HOW TO COMPLETE THIS TASK: The answer must consist of every record below, reproduced exactly.

SOURCE INFORMATION:
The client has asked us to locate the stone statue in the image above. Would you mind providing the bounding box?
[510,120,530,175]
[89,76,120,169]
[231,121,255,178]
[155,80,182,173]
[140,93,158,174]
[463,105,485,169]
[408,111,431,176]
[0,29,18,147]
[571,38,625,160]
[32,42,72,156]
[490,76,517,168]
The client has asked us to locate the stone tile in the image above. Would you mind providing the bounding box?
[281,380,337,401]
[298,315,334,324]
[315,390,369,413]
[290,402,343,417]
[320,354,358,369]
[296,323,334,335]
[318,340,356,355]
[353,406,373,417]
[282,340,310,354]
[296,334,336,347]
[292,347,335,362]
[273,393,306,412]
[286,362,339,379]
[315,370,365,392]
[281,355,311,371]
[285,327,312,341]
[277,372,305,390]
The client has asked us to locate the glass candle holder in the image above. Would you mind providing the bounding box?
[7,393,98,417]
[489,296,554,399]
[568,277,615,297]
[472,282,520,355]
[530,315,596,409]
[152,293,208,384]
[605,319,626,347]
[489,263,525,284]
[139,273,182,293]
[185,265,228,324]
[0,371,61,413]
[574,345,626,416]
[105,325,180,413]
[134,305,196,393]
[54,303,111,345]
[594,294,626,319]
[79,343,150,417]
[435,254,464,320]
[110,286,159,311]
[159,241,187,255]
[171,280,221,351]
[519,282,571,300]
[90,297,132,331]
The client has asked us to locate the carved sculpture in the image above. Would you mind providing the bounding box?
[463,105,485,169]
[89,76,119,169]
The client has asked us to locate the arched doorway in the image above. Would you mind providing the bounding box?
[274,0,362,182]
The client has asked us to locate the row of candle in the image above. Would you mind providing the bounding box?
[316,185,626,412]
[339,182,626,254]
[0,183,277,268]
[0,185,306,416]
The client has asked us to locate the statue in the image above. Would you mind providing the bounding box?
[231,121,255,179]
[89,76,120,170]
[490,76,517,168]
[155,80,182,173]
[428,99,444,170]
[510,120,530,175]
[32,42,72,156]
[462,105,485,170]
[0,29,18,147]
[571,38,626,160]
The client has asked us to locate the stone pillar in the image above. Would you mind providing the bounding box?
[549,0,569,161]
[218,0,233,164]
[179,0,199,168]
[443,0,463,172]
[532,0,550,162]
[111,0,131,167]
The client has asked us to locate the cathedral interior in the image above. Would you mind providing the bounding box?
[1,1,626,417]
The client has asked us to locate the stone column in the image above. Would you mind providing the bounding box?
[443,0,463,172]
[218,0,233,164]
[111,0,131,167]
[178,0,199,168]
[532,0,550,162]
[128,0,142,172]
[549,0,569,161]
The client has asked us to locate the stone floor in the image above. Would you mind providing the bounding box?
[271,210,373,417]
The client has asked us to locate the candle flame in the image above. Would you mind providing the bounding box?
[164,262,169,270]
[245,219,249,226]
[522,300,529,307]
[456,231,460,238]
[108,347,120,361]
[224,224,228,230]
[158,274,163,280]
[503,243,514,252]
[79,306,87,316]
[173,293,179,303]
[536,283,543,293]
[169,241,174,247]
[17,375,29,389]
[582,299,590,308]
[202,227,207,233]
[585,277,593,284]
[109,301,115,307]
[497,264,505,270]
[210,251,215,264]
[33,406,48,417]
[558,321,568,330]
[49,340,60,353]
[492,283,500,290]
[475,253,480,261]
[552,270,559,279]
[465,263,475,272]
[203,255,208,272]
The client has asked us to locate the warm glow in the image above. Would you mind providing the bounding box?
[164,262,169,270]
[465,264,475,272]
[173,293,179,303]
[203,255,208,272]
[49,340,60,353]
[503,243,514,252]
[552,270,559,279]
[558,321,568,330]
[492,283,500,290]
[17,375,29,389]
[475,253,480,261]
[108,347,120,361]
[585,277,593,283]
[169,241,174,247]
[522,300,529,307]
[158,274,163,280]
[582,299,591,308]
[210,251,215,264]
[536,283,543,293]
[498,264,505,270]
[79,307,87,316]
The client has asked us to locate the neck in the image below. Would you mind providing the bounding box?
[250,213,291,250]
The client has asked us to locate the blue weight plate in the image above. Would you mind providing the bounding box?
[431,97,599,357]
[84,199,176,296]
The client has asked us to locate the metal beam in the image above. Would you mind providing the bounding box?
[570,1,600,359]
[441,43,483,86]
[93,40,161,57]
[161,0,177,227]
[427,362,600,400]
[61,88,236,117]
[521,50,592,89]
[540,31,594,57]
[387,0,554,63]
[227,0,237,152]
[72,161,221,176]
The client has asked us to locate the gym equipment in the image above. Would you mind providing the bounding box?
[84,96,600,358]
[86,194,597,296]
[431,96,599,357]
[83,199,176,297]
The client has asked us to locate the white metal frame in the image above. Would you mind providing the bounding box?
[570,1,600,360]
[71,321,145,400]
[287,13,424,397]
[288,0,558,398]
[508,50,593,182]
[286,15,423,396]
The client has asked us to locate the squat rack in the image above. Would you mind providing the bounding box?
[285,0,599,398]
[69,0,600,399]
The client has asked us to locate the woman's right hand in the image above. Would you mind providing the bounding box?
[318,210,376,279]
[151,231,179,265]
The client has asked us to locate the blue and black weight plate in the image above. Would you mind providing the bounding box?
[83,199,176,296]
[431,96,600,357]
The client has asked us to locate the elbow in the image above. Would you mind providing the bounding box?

SOLUTION TO THE EXERCISE:
The client has asked us to locate the stone statue in the image above. Would you mind providing the bounding box?
[510,120,530,175]
[89,76,120,169]
[231,121,255,178]
[155,80,182,173]
[140,93,158,174]
[463,105,485,169]
[408,111,431,176]
[0,29,18,147]
[571,38,625,160]
[32,42,72,156]
[490,76,517,168]
The client has asked us to locate the stone tile in the image above. Would you mind providing the bounding box?
[281,380,337,401]
[298,315,334,324]
[315,390,369,413]
[290,402,343,417]
[320,354,358,369]
[296,323,334,335]
[318,340,356,355]
[353,406,373,417]
[282,340,310,354]
[296,334,336,347]
[292,347,335,362]
[273,393,306,412]
[286,362,339,379]
[315,370,365,392]
[281,355,311,371]
[285,327,312,341]
[277,372,305,390]
The client has asked us to locate the glass candle holder in the image above. Would you mind providing the bounding box?
[7,393,98,417]
[489,296,554,399]
[568,277,615,297]
[472,282,520,355]
[530,315,596,409]
[152,293,208,384]
[605,319,626,347]
[489,263,525,284]
[139,273,182,293]
[185,265,228,324]
[0,371,61,413]
[574,345,626,416]
[105,325,180,413]
[134,305,196,393]
[54,303,111,345]
[594,294,626,319]
[79,343,150,417]
[435,254,464,320]
[110,286,159,311]
[159,241,187,255]
[171,280,221,351]
[519,282,571,300]
[90,297,132,331]
The client has asked us to locate the carved sculpture in the image above. Would you mind providing the bounding box?
[463,105,485,169]
[89,76,119,169]
The client has asked us to locate the arched doorway in the image above. Would you mind providing the bounding box?
[274,0,362,182]
The client has asked us to locate the row of candle in the image above. Would you mind providing the bounding box?
[316,185,626,412]
[339,182,626,254]
[0,183,277,268]
[0,185,306,416]
The client has asked us to locate the statue in the image above. Would you mind providing the bounding box?
[231,121,255,179]
[89,76,120,170]
[490,76,517,168]
[155,80,182,173]
[428,99,444,170]
[510,120,530,175]
[32,42,72,156]
[462,105,485,170]
[0,29,18,147]
[571,38,626,160]
The client has asked us to locate the stone pillar in the image above. Would you mind providing the bounding box?
[549,0,569,161]
[218,0,233,164]
[179,0,199,168]
[443,0,463,172]
[532,0,550,162]
[111,0,131,167]
The client has asked us to locate the cathedral interior in the image above. Would you mind providing the bounding box?
[1,1,626,417]
The client has asked us to locate the stone column in the image above. Would you mind providing the bounding box?
[443,0,463,172]
[218,0,233,164]
[111,0,131,167]
[178,0,199,168]
[532,0,550,162]
[128,0,142,172]
[549,0,569,161]
The client has asked us to locate the stone floor in the image above. Would you mind providing the bounding box?
[271,210,373,417]
The client has asked us to locate the candle flame in the image above. Would you mind providing the bounding box?
[164,262,169,270]
[245,219,249,226]
[522,300,529,307]
[456,231,460,238]
[108,347,120,361]
[224,224,228,230]
[158,274,163,280]
[503,243,514,252]
[79,306,87,316]
[173,293,179,303]
[536,283,543,293]
[169,241,174,247]
[17,375,29,389]
[582,299,590,308]
[202,227,207,233]
[585,277,593,284]
[109,301,115,307]
[497,264,505,270]
[210,251,215,264]
[33,406,48,417]
[558,321,568,330]
[49,340,60,353]
[492,283,500,290]
[475,253,480,261]
[552,270,559,279]
[465,263,475,272]
[203,255,208,272]
The client has asked us to locate the warm glow in the image above. Would you mind providing the bounding box?
[164,262,169,270]
[465,264,475,272]
[173,293,179,303]
[203,255,208,272]
[49,340,60,353]
[503,243,514,252]
[552,270,559,279]
[558,321,568,330]
[492,283,500,290]
[17,375,29,389]
[475,253,480,261]
[108,347,120,361]
[585,277,593,283]
[169,241,174,247]
[522,300,529,307]
[158,274,163,280]
[582,299,591,308]
[210,251,215,264]
[536,283,543,293]
[498,264,505,270]
[79,307,87,316]
The client has asked us to locate the neck in the image below. Would you mind providing the bounding box?
[250,213,291,250]
The client has asked us to locate the blue weight plate in the image above. Would you mind providing the bounding box?
[431,97,599,357]
[84,199,176,296]
The client has asked us to locate the metal beam in the image above. Would you mind providing the bounding box?
[570,1,600,359]
[441,43,483,86]
[93,40,161,57]
[161,0,177,227]
[427,362,600,400]
[61,88,236,117]
[521,50,592,89]
[540,31,594,57]
[387,0,554,63]
[227,0,237,152]
[72,161,221,176]
The client has asked us to locate the gym equipment in the image above. Would you mind providing the bounding box?
[84,96,600,358]
[86,194,597,296]
[431,96,599,357]
[83,199,176,297]
The client has asked us to locate the white metal frame in the image above. Would you mind providing the bounding box?
[570,1,600,360]
[71,321,145,400]
[287,13,424,397]
[288,0,558,398]
[508,50,593,182]
[286,15,423,396]
The client has asked us to locate the squat rack in the image above. Would you mind providing the bounding box?
[285,0,599,398]
[69,0,600,399]
The client has asked us to locate the woman's right hand in the image above. Would you mind providing the bounding box?
[318,210,376,279]
[151,231,179,265]
The client has asked us to locate the blue and black weight plate in the image above. Would you mind providing the bounding box?
[83,199,176,296]
[431,96,600,357]
The client has asked us to locate the elbow in the image above. Would you mind providing the bounding box?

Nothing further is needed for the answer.